### Data provided:
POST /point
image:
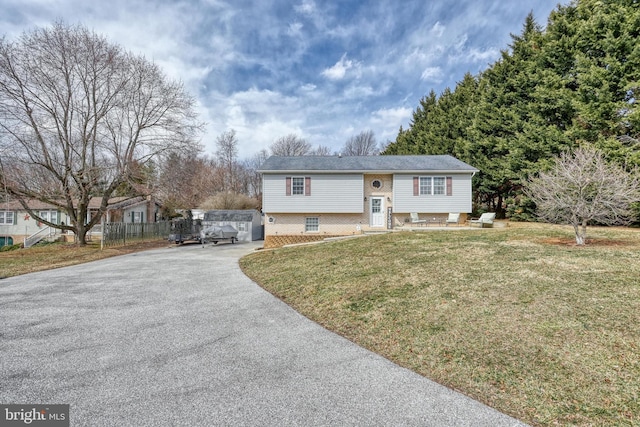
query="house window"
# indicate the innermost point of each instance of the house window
(6, 217)
(297, 186)
(51, 216)
(439, 185)
(432, 185)
(312, 224)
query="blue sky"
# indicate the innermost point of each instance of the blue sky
(324, 70)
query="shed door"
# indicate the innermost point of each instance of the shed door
(377, 212)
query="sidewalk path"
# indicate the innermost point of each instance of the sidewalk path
(180, 337)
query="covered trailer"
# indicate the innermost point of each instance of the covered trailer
(217, 233)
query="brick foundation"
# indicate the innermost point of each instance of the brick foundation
(271, 242)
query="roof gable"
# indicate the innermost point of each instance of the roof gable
(338, 164)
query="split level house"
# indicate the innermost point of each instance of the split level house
(311, 197)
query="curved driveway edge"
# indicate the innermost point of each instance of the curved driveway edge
(179, 336)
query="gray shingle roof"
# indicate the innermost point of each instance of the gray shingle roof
(441, 163)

### Work order:
A word-for-word restatement of the lines running from the one with "# indicate the innermost point of each instance of the split" to the last line of the records is the whole answer.

### Answer to this exercise:
# indicate the innermost point of each instance of the split level house
(311, 197)
query="curved driveway edge"
# indicate the innermost point of each instance of the curved driveway edge
(179, 336)
query="gray shingle roof"
# indicate the innermost point of each instance of the gray shingle roof
(441, 163)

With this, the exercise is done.